== Material supplied

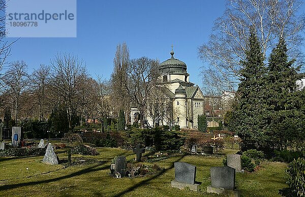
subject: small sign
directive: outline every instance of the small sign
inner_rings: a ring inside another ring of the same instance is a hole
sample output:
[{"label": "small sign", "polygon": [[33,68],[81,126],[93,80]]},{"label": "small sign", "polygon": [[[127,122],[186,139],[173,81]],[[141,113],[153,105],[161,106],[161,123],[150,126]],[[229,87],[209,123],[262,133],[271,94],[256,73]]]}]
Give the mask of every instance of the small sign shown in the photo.
[{"label": "small sign", "polygon": [[191,153],[197,153],[197,145],[192,145],[192,148],[191,148]]}]

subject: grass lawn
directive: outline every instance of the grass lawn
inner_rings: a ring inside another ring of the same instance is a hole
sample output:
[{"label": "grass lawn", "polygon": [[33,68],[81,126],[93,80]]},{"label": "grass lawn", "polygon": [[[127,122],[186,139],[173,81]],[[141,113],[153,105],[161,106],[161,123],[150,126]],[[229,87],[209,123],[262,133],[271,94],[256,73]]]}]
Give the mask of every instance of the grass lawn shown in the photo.
[{"label": "grass lawn", "polygon": [[[116,179],[109,176],[111,160],[116,155],[134,159],[132,151],[118,148],[98,148],[98,156],[73,155],[73,157],[95,159],[94,162],[65,167],[41,162],[43,156],[0,157],[0,196],[221,196],[206,193],[210,184],[209,169],[222,166],[223,157],[177,155],[156,162],[165,170],[159,174],[134,179]],[[67,158],[66,150],[56,152],[60,159]],[[224,153],[236,152],[225,149]],[[225,156],[224,155],[223,156]],[[196,181],[202,182],[196,192],[171,187],[174,178],[174,162],[185,161],[197,166]],[[238,174],[236,185],[242,196],[278,196],[286,186],[284,177],[286,164],[263,162],[259,171]],[[27,170],[26,169],[28,168]],[[223,195],[224,196],[224,195]]]}]

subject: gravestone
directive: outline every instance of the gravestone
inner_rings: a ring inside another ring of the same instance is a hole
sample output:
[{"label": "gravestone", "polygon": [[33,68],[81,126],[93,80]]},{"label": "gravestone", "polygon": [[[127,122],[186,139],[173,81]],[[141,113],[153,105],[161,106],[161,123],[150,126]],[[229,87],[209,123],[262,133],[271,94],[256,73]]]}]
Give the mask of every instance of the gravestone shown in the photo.
[{"label": "gravestone", "polygon": [[213,154],[213,147],[205,146],[202,147],[202,152],[206,154]]},{"label": "gravestone", "polygon": [[5,142],[0,142],[0,150],[5,150]]},{"label": "gravestone", "polygon": [[235,189],[235,170],[228,166],[211,167],[211,185],[207,187],[207,192],[223,193],[229,196],[240,196],[239,191]]},{"label": "gravestone", "polygon": [[44,163],[52,165],[58,164],[58,161],[54,152],[54,148],[51,143],[48,144],[48,147],[46,150],[46,154],[43,157],[42,161]]},{"label": "gravestone", "polygon": [[197,145],[194,144],[192,145],[191,147],[191,153],[192,154],[196,154],[197,153]]},{"label": "gravestone", "polygon": [[39,142],[39,144],[38,145],[38,148],[44,148],[44,140],[43,139],[40,140],[40,142]]},{"label": "gravestone", "polygon": [[12,144],[13,146],[18,146],[20,144],[21,138],[21,127],[13,126],[12,128]]},{"label": "gravestone", "polygon": [[137,148],[134,148],[134,153],[137,154],[136,157],[136,160],[138,162],[141,161],[141,158],[142,158],[142,153],[145,152],[145,149],[142,148],[142,146],[140,144],[137,145]]},{"label": "gravestone", "polygon": [[175,162],[175,180],[171,182],[171,187],[179,189],[188,187],[194,191],[199,191],[199,184],[195,182],[196,166],[185,162]]},{"label": "gravestone", "polygon": [[227,166],[235,169],[236,172],[241,172],[241,158],[240,156],[240,155],[236,154],[227,155]]},{"label": "gravestone", "polygon": [[115,172],[118,173],[120,177],[125,177],[126,175],[126,166],[127,166],[127,160],[125,156],[119,156],[115,158],[114,160],[114,171]]}]

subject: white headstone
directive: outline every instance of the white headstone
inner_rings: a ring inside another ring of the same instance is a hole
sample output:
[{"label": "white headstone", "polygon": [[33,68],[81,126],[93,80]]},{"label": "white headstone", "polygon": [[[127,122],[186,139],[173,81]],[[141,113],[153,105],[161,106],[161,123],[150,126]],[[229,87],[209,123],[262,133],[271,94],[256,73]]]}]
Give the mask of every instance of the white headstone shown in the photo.
[{"label": "white headstone", "polygon": [[38,145],[38,148],[44,148],[44,140],[43,139],[40,140],[40,142],[39,142],[39,144]]},{"label": "white headstone", "polygon": [[[16,136],[15,134],[17,134]],[[12,144],[14,145],[14,137],[18,137],[17,145],[20,144],[21,138],[21,127],[18,126],[13,126],[12,128]],[[16,138],[15,138],[16,139]]]}]

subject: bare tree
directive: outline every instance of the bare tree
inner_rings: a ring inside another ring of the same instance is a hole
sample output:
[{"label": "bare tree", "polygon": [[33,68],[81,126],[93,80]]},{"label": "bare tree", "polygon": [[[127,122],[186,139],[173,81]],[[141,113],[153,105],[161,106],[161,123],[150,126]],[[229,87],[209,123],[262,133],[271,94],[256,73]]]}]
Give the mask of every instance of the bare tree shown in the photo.
[{"label": "bare tree", "polygon": [[46,108],[46,91],[49,82],[50,68],[48,65],[40,64],[39,69],[34,70],[31,77],[33,94],[36,103],[39,108],[39,120],[43,121],[45,118]]},{"label": "bare tree", "polygon": [[107,118],[114,109],[110,99],[111,93],[111,82],[106,79],[103,79],[101,76],[97,76],[97,78],[98,95],[95,103],[95,111],[97,113],[99,120],[102,123],[102,130],[104,132],[107,126]]},{"label": "bare tree", "polygon": [[158,84],[159,61],[146,57],[132,59],[128,67],[130,87],[127,88],[132,102],[140,111],[141,126],[144,126],[145,113],[149,98],[155,93],[154,88]]},{"label": "bare tree", "polygon": [[28,85],[28,81],[27,66],[24,61],[15,61],[10,65],[4,82],[9,87],[13,99],[16,125],[18,122],[20,98],[21,93]]},{"label": "bare tree", "polygon": [[77,98],[86,76],[82,60],[69,54],[57,54],[51,60],[50,83],[53,93],[66,107],[69,132],[72,130],[72,118],[76,114]]},{"label": "bare tree", "polygon": [[[128,68],[129,62],[129,50],[124,43],[116,47],[115,56],[113,59],[113,72],[111,75],[111,99],[115,111],[118,113],[120,109],[123,109],[126,114],[130,109],[129,94],[127,92],[128,89]],[[127,116],[126,120],[129,119]]]},{"label": "bare tree", "polygon": [[298,0],[229,0],[223,16],[215,22],[208,42],[199,48],[200,57],[209,65],[203,68],[205,83],[219,92],[235,88],[251,27],[257,32],[265,56],[282,37],[289,45],[290,56],[302,60],[300,47],[305,18],[297,13],[302,3]]}]

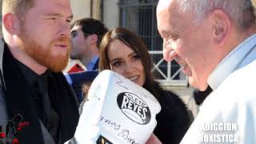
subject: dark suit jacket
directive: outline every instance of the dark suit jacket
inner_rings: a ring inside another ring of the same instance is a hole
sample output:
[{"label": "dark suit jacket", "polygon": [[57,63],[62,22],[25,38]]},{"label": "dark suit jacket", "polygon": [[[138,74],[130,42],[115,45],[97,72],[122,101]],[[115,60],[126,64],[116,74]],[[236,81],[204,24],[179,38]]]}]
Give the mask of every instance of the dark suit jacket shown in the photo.
[{"label": "dark suit jacket", "polygon": [[98,70],[90,70],[65,74],[66,78],[70,77],[72,81],[72,83],[70,83],[70,85],[72,86],[75,94],[77,95],[78,102],[82,101],[82,85],[86,82],[93,82],[98,74]]}]

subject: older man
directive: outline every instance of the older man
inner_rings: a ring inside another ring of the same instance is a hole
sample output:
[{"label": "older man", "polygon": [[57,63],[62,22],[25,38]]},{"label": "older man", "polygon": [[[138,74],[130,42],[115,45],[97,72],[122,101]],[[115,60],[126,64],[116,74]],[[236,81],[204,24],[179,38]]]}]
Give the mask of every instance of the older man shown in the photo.
[{"label": "older man", "polygon": [[69,0],[3,0],[0,141],[52,144],[73,136],[78,105],[62,73],[71,19]]},{"label": "older man", "polygon": [[191,86],[214,90],[182,143],[255,143],[254,11],[250,0],[159,1],[165,59],[175,59]]}]

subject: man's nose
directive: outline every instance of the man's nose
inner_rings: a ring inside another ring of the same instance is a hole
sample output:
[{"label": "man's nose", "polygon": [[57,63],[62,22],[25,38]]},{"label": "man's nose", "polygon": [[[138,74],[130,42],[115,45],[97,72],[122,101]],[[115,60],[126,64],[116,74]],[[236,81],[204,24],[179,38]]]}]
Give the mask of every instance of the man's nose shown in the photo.
[{"label": "man's nose", "polygon": [[126,63],[125,66],[125,73],[127,74],[130,74],[133,73],[134,70],[134,66],[133,66],[133,64],[130,63]]},{"label": "man's nose", "polygon": [[70,38],[70,25],[68,22],[63,22],[60,26],[59,36]]},{"label": "man's nose", "polygon": [[164,59],[167,62],[171,62],[175,58],[176,53],[174,50],[170,42],[164,41],[162,46]]}]

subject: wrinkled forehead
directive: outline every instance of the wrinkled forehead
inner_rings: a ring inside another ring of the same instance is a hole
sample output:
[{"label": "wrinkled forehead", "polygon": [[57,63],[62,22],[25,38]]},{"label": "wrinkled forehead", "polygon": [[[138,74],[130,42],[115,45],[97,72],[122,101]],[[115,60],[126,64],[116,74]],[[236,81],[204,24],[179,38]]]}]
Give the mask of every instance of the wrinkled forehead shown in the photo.
[{"label": "wrinkled forehead", "polygon": [[159,0],[157,6],[157,14],[163,10],[172,9],[176,4],[176,0]]},{"label": "wrinkled forehead", "polygon": [[[157,9],[158,30],[179,28],[185,23],[186,14],[183,14],[178,8],[175,0],[160,0]],[[160,31],[161,32],[161,31]]]},{"label": "wrinkled forehead", "polygon": [[72,14],[70,0],[34,0],[34,7],[43,11]]}]

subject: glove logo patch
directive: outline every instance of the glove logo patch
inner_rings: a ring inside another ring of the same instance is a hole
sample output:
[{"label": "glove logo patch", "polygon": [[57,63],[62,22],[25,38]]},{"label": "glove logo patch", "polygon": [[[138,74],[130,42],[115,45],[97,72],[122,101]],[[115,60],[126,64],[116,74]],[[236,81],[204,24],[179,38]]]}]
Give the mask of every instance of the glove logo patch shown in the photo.
[{"label": "glove logo patch", "polygon": [[121,111],[134,122],[146,125],[150,121],[151,113],[148,106],[134,94],[121,93],[117,101]]}]

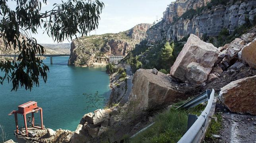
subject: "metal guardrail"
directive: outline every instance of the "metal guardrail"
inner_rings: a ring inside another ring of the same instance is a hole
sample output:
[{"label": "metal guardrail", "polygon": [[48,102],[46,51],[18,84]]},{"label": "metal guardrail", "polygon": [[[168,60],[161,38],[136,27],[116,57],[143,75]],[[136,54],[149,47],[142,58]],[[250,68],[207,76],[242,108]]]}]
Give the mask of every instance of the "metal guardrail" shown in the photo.
[{"label": "metal guardrail", "polygon": [[213,102],[214,93],[214,90],[213,89],[208,100],[208,103],[204,110],[178,143],[198,142],[198,140],[204,132],[203,130],[204,130],[203,129],[206,127],[206,122],[208,120]]},{"label": "metal guardrail", "polygon": [[211,90],[207,90],[176,108],[176,109],[180,108],[188,109],[195,107],[201,103],[207,101],[210,99],[210,94]]}]

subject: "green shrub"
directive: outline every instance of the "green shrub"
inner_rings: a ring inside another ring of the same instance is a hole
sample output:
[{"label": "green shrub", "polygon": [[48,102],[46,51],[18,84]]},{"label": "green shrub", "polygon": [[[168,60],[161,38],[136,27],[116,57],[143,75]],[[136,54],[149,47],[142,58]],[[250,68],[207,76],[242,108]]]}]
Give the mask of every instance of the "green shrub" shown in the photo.
[{"label": "green shrub", "polygon": [[217,117],[217,122],[215,122],[214,120],[211,120],[210,125],[206,132],[206,137],[204,139],[206,142],[218,142],[218,141],[214,141],[215,139],[213,138],[212,135],[217,135],[219,133],[219,132],[222,128],[221,122],[222,122],[222,119],[221,115],[220,114],[215,114],[213,116]]},{"label": "green shrub", "polygon": [[186,132],[188,114],[199,116],[205,108],[200,104],[188,110],[175,110],[174,106],[157,115],[155,124],[132,138],[130,142],[176,143]]}]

====

Repeat the entries verbatim, starting at the line that contains "subject: man's nose" and ending at the line that contains "Give the mask of every instance of the man's", with both of those lines included.

Full output:
subject: man's nose
directive: outline every instance of the man's nose
inner_rings: a ring inside another ring of the same instance is a hole
sample output:
[{"label": "man's nose", "polygon": [[57,63],[62,22],[25,38]]},{"label": "man's nose", "polygon": [[[138,74],[130,42],[115,45],[97,72],[122,101]],[[115,60],[126,64],[116,74]],[[236,81],[204,24],[179,38]]]}]
Give the mask of every instance of the man's nose shown in the photo.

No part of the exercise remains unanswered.